• _Problem to work on_
Please count how many lines in the records below contain the word "lamp", with uppercase and lowercase treated as different. Give only the number.

• _Coordinate annotation records_
..........
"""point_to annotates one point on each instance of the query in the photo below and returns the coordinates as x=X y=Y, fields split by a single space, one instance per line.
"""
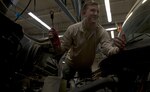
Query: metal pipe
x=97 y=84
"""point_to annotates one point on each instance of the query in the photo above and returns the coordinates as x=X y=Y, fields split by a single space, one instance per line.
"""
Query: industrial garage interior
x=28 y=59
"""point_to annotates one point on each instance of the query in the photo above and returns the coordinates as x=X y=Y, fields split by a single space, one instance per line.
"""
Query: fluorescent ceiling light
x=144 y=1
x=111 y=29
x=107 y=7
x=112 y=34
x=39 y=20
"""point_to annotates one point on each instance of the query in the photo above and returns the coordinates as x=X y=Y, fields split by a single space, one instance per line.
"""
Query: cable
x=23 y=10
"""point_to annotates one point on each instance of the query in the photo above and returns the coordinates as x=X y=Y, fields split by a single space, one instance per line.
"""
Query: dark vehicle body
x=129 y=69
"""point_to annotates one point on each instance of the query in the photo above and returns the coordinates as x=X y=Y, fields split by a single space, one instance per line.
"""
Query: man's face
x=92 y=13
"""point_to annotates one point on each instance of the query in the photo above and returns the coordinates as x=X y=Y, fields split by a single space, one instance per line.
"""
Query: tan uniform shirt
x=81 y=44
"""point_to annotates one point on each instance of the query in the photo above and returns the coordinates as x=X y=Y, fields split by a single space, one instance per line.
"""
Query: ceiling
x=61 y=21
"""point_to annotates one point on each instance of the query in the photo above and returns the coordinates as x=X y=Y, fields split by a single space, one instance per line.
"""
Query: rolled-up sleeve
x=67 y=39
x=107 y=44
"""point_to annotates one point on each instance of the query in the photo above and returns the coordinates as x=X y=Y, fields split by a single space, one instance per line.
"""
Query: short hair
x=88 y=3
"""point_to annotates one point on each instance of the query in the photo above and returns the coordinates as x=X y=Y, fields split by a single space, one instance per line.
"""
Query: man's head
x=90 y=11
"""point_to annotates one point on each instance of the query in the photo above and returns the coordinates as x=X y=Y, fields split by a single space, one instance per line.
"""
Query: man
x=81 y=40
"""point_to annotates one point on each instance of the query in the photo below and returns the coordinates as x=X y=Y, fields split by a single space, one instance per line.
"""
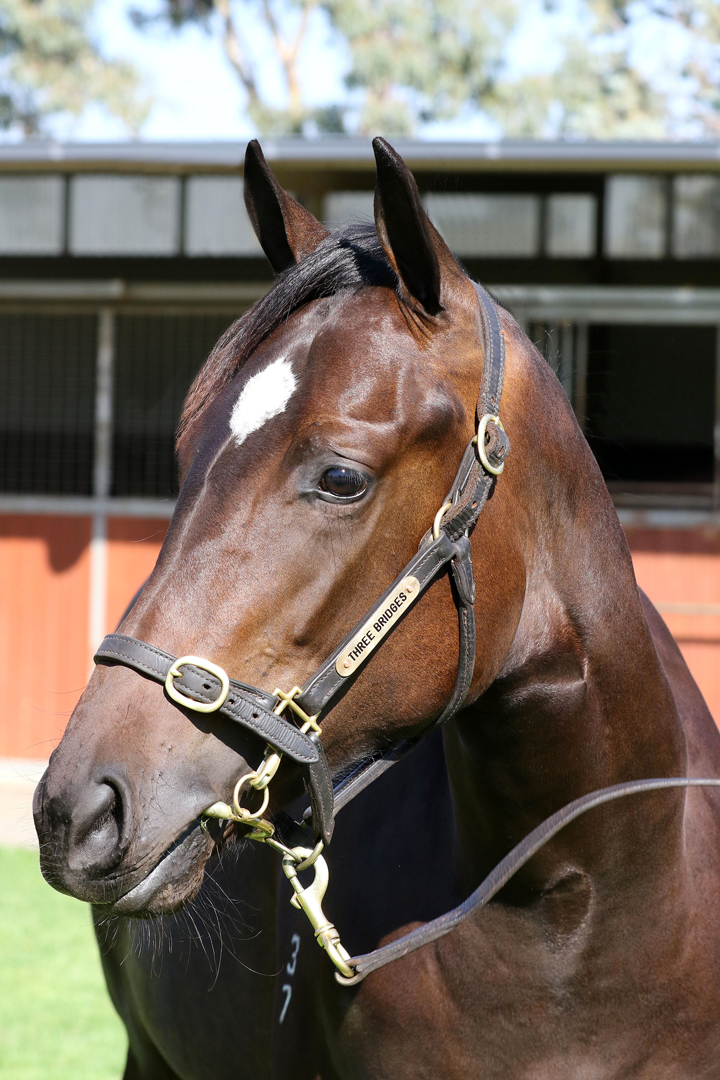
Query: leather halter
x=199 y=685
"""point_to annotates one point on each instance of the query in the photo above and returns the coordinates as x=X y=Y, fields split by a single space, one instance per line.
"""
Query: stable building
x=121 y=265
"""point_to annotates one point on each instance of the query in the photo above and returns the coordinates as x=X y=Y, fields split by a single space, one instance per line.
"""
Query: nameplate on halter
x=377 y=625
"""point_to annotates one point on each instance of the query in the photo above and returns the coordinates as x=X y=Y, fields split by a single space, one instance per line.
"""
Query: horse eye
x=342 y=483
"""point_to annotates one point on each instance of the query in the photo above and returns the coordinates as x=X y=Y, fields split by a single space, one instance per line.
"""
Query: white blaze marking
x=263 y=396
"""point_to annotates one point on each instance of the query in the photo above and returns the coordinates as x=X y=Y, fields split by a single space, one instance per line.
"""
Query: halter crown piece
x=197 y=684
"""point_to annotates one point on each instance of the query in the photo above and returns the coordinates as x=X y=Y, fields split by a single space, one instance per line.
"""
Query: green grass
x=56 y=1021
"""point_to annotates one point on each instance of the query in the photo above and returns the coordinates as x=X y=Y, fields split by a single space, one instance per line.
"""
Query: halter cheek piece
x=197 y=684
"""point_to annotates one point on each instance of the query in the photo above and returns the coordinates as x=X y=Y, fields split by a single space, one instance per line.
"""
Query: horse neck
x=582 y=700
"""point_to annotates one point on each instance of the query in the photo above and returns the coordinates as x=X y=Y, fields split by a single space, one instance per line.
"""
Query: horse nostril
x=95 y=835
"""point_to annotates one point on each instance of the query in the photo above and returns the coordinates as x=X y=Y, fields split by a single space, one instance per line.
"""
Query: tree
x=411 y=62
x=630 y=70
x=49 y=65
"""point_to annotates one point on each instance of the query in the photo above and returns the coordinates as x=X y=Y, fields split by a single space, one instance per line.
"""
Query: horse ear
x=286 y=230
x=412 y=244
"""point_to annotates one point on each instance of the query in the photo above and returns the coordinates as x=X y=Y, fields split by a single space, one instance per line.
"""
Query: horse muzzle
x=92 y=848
..........
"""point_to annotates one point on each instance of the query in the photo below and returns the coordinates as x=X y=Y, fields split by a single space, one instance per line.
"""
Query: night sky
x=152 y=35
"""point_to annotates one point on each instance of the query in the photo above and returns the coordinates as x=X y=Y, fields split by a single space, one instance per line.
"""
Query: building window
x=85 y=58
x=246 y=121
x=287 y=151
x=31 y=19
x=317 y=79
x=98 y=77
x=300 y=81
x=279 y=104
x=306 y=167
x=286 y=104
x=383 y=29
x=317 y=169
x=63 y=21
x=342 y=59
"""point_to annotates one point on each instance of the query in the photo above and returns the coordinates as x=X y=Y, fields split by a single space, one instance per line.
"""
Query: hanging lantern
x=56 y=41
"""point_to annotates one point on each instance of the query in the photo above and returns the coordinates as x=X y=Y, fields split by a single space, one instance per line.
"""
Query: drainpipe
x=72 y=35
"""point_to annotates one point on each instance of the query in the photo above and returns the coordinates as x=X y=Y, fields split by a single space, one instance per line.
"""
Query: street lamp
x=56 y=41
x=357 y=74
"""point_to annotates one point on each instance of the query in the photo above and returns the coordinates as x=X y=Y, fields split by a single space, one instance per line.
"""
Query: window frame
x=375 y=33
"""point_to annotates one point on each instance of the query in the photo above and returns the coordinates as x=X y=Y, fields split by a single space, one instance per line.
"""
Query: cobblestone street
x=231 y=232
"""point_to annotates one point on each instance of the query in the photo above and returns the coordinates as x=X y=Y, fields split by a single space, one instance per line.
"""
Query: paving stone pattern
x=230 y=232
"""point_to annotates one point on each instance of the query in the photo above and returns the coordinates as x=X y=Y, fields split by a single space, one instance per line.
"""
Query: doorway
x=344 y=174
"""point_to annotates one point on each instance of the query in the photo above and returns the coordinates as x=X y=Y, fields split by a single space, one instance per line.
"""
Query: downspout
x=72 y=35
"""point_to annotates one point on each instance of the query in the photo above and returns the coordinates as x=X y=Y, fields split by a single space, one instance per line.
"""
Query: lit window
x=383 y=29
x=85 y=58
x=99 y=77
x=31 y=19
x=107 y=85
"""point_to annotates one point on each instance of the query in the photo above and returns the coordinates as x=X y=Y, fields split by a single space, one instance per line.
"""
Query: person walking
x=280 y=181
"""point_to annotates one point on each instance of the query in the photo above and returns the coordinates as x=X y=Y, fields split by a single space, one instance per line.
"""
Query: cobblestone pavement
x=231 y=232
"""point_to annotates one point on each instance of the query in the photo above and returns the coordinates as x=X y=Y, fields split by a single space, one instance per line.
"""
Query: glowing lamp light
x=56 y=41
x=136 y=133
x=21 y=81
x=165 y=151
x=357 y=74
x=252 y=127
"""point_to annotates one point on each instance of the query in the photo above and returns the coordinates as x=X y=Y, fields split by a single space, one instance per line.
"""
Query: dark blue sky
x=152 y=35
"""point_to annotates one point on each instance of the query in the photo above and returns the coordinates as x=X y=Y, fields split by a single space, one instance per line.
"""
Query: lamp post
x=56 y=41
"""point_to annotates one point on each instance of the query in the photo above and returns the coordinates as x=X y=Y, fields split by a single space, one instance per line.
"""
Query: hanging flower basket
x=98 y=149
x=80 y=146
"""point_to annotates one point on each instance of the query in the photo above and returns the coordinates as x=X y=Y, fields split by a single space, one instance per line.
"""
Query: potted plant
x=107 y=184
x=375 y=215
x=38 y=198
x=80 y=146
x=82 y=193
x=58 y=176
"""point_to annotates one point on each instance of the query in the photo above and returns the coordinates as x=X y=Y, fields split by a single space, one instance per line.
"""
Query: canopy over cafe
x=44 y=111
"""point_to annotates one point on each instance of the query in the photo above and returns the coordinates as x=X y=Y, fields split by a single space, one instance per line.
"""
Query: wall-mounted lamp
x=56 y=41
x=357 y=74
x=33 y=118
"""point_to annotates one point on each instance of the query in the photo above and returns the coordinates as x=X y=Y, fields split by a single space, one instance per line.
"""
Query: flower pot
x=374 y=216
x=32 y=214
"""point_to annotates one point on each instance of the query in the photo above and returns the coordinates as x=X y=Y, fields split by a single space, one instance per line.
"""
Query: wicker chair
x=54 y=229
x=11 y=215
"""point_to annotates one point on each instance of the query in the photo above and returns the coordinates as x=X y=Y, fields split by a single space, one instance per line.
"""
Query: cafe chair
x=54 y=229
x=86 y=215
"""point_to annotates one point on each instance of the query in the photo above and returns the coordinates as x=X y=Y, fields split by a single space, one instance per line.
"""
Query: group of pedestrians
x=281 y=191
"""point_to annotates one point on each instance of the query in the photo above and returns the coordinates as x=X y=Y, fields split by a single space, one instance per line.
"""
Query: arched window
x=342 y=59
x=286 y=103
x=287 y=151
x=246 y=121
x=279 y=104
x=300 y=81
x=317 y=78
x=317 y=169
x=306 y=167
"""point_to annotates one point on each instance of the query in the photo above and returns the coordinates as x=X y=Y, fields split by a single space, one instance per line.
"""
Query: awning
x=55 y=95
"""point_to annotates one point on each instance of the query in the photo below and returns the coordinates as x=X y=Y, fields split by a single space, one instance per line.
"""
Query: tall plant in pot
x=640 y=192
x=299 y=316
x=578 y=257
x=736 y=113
..........
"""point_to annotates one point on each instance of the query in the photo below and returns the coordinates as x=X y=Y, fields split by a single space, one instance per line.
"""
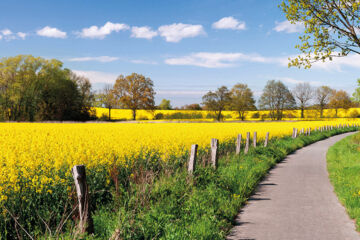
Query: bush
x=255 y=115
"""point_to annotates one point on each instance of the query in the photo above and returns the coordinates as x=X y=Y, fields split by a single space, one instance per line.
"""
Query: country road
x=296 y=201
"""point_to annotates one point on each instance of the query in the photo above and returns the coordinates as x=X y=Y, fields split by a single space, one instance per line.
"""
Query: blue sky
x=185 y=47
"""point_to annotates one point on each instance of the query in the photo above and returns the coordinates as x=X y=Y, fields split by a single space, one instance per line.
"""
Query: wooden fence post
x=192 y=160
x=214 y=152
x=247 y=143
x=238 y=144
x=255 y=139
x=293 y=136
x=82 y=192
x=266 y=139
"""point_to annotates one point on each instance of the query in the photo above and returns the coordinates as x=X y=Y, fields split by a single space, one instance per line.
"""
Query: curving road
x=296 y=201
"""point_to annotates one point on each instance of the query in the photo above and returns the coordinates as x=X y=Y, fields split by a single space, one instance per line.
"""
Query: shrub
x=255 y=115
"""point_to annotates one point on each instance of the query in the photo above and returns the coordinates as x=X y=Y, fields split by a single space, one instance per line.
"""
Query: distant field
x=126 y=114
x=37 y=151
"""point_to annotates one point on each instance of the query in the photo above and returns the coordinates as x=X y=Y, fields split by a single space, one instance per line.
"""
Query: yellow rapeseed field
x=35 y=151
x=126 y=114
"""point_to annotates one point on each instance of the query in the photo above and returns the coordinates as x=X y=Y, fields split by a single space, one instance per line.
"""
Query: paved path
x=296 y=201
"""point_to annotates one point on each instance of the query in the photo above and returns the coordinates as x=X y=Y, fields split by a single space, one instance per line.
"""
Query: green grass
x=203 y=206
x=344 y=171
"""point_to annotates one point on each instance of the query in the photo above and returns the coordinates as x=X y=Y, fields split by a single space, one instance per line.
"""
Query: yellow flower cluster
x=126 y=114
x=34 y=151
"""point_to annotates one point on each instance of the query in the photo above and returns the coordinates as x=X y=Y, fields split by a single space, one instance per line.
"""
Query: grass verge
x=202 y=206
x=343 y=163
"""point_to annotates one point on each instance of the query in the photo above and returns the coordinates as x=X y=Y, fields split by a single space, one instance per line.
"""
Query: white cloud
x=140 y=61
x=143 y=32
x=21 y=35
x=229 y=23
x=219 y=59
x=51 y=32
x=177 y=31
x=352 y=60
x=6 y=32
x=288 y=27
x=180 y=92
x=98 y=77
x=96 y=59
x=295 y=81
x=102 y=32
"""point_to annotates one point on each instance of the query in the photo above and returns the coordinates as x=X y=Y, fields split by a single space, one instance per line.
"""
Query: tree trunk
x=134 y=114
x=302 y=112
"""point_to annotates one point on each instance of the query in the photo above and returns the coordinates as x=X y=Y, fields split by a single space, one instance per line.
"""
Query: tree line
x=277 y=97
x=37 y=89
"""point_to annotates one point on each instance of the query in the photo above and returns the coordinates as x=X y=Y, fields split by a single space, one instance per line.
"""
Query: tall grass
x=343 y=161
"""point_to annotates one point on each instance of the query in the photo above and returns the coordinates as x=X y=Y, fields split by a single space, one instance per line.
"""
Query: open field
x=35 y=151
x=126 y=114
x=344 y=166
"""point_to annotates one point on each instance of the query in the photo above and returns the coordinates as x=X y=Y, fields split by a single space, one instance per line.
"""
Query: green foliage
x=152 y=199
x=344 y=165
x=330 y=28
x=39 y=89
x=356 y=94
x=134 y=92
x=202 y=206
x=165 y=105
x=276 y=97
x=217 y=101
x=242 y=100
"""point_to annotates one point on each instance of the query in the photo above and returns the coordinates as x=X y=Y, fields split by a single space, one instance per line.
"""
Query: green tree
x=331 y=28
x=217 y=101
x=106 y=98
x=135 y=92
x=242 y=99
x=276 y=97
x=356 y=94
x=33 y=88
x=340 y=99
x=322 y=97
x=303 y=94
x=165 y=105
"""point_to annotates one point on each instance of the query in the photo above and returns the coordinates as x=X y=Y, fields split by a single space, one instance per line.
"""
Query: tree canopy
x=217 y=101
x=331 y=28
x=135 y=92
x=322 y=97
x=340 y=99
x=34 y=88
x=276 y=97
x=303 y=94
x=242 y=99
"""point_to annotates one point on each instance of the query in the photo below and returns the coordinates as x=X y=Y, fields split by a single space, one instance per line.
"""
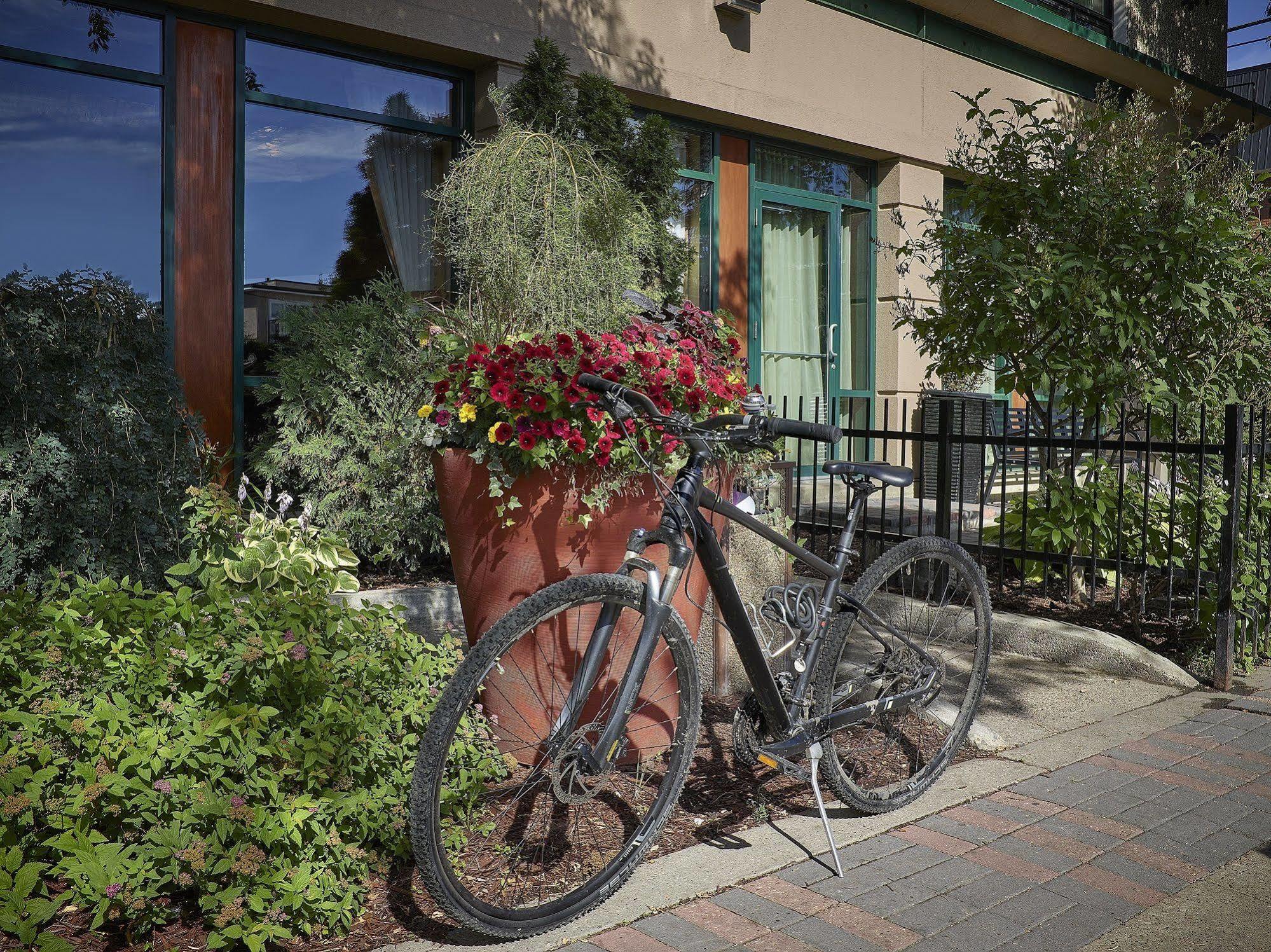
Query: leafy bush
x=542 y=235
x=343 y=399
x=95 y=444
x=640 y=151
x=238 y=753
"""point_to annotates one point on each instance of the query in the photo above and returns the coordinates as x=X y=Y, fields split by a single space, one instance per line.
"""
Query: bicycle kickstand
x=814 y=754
..........
• _Answer below_
4